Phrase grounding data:
BEGIN
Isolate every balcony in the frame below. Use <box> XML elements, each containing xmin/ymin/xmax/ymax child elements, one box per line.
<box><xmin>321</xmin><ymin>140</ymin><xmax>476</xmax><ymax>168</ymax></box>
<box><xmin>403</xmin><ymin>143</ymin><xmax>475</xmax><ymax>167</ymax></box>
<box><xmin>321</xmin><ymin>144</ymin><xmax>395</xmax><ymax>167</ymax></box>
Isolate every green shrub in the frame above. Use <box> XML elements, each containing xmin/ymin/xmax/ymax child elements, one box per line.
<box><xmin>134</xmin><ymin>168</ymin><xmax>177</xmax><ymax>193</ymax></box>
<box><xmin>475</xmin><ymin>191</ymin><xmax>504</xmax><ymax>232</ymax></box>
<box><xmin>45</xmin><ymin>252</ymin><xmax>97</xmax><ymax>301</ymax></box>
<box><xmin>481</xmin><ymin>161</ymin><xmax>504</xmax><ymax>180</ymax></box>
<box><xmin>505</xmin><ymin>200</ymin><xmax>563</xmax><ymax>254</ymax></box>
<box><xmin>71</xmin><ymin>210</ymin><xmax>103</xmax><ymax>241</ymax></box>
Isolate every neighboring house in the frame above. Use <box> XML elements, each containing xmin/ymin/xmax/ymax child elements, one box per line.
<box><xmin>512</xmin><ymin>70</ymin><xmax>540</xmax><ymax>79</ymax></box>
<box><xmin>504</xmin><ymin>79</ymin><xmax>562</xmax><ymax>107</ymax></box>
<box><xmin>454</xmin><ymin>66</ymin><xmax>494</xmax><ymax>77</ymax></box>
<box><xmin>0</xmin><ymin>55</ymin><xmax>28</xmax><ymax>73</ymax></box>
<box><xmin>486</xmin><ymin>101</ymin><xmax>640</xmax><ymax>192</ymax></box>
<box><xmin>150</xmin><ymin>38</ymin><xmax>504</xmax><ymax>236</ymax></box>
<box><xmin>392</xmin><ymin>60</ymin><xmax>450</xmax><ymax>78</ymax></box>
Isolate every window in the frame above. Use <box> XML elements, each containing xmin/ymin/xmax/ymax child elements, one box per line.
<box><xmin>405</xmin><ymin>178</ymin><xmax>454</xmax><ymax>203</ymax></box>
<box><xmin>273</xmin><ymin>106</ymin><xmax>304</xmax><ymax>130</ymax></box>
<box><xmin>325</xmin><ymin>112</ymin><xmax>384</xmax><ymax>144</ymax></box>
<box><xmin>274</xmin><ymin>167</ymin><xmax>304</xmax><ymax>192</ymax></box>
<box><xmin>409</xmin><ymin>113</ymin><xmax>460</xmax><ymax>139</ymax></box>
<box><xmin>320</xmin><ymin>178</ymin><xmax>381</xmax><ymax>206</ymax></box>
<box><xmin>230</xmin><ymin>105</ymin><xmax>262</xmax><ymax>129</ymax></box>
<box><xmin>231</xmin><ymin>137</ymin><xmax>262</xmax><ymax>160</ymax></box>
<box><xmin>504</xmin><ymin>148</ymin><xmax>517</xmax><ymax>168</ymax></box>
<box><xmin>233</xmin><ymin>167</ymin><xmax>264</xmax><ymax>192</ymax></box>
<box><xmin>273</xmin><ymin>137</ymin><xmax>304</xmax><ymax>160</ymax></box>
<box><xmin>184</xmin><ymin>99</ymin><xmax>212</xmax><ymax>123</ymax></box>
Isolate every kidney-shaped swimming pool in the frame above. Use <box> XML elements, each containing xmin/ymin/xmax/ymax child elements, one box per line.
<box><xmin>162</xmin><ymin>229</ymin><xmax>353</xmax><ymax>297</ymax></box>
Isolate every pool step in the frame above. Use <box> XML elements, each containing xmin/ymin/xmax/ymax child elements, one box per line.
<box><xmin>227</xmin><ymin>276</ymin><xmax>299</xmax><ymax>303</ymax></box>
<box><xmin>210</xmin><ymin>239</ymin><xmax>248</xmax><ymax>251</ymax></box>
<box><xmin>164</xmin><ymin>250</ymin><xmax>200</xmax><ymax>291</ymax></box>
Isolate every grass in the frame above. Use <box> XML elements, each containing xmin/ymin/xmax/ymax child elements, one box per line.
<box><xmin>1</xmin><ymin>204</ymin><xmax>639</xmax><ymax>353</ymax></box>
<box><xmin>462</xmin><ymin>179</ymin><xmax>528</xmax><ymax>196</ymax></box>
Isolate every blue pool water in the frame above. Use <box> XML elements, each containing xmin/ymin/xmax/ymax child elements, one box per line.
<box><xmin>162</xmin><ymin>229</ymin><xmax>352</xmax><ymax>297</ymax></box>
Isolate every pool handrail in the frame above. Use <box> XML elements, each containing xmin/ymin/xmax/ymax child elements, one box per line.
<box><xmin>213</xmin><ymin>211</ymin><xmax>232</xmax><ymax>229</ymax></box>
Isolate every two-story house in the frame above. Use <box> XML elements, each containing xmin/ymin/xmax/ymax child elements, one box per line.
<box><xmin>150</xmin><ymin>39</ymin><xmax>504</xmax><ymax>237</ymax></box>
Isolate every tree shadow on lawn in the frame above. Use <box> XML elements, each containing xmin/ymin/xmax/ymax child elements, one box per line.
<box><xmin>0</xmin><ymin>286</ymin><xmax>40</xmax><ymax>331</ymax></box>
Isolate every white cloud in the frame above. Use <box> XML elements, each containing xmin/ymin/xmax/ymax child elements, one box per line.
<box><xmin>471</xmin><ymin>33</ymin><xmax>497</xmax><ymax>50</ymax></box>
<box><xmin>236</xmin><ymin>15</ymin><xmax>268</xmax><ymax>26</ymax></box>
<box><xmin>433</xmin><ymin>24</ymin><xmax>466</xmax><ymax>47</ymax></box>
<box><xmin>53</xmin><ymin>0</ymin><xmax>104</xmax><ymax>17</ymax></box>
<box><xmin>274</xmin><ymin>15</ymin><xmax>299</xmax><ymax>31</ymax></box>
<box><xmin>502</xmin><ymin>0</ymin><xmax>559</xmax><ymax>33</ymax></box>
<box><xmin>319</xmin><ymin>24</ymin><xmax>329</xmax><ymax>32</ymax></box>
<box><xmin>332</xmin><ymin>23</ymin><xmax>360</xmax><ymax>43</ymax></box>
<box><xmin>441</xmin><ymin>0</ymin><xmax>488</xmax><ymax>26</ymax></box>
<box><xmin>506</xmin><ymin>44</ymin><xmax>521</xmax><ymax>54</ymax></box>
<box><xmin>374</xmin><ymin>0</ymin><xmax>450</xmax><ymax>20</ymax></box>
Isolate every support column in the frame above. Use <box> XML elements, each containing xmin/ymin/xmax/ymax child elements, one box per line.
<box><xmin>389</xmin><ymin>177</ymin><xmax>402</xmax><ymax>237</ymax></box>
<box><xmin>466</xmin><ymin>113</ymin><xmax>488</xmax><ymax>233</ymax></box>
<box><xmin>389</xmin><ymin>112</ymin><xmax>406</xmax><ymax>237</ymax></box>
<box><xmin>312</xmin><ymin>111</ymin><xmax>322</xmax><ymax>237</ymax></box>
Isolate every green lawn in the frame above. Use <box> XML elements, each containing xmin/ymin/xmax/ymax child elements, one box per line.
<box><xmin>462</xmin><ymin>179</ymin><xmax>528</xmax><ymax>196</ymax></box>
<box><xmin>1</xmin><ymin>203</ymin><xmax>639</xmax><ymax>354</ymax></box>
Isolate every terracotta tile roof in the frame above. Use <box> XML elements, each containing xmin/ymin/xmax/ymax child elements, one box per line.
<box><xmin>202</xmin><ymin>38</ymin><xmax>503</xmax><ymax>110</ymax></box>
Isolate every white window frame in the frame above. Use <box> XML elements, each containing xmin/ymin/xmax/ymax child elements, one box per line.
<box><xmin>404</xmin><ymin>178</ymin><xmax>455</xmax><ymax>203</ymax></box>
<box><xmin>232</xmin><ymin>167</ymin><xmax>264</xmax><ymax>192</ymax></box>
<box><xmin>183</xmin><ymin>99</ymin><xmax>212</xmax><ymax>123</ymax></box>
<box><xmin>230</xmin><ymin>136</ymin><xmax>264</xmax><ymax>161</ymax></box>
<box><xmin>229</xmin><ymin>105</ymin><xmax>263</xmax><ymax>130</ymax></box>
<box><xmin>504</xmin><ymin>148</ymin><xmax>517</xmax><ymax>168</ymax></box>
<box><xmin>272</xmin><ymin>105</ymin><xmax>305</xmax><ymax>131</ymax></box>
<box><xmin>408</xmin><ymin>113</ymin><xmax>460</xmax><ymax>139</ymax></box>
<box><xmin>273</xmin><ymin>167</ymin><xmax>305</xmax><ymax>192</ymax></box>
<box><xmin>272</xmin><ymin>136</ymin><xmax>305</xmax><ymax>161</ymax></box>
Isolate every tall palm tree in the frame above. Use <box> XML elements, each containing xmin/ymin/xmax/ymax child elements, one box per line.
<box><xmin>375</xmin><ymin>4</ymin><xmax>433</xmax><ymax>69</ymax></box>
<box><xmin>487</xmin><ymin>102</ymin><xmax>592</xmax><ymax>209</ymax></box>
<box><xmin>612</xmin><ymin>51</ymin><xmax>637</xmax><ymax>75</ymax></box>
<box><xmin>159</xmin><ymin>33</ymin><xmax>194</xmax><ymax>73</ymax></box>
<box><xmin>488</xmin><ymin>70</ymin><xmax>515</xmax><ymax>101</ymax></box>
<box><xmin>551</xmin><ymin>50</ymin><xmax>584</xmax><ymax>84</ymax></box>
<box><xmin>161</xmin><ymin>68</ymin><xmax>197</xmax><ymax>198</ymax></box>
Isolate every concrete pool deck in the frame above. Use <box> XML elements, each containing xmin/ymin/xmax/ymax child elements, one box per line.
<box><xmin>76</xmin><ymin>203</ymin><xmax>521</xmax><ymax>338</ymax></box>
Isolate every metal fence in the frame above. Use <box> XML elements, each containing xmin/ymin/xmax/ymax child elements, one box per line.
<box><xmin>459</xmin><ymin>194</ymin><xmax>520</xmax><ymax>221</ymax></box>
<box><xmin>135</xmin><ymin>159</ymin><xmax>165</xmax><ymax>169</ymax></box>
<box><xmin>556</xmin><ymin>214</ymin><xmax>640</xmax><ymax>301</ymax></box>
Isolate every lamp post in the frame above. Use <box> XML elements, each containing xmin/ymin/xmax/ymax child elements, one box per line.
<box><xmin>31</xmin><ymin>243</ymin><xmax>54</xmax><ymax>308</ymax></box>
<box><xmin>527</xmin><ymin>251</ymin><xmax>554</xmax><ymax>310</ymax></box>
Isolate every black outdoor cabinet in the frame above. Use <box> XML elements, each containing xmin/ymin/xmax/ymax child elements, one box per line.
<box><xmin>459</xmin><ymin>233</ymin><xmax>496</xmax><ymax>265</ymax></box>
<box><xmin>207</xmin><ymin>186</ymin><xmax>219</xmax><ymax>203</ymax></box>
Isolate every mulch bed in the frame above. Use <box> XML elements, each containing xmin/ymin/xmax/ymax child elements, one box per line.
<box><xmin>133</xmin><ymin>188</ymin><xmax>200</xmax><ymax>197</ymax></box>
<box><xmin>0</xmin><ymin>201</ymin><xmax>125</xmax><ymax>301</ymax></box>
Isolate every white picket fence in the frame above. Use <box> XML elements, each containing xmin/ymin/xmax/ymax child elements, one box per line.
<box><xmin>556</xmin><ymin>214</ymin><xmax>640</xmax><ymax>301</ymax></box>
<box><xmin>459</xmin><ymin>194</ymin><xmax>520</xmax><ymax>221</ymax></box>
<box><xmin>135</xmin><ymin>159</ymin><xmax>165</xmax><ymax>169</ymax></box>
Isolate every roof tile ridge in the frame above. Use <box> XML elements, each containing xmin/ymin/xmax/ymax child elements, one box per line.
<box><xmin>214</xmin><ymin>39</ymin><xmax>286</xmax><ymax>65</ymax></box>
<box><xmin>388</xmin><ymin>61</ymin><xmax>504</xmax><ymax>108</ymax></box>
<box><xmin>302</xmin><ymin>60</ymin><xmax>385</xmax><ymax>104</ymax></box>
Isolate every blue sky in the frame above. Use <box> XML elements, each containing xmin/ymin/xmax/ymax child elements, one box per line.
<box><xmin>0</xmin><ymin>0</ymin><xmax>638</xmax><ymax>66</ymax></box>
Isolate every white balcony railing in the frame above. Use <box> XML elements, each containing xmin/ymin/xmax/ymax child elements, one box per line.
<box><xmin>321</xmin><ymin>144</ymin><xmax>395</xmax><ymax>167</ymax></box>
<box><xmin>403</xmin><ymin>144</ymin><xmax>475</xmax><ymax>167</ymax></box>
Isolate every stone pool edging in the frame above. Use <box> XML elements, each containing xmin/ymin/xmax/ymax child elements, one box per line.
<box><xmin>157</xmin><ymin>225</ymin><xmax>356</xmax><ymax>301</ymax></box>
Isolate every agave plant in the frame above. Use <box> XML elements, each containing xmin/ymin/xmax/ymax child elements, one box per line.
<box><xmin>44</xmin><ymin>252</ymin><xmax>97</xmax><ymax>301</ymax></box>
END
Your objective:
With the line that contains "Isolate every white balcony" as your start, reproduce the data above exactly through its last line, and nothing before that start.

Expected output:
Isolate every white balcony railing in the frame above. Use <box> XML elements, each containing xmin/ymin/xmax/ymax child elements, one box per line.
<box><xmin>321</xmin><ymin>144</ymin><xmax>395</xmax><ymax>167</ymax></box>
<box><xmin>403</xmin><ymin>144</ymin><xmax>475</xmax><ymax>167</ymax></box>
Isolate every stone pool edging in the frame above. Use <box> XML elements, each containing xmin/ymin/xmax/ymax child elements, one box per line.
<box><xmin>157</xmin><ymin>225</ymin><xmax>356</xmax><ymax>301</ymax></box>
Isolate every agave plant in the frame above. Use <box> XML elements, each containing xmin/ymin/xmax/ymax child elements, one box per line.
<box><xmin>44</xmin><ymin>252</ymin><xmax>97</xmax><ymax>301</ymax></box>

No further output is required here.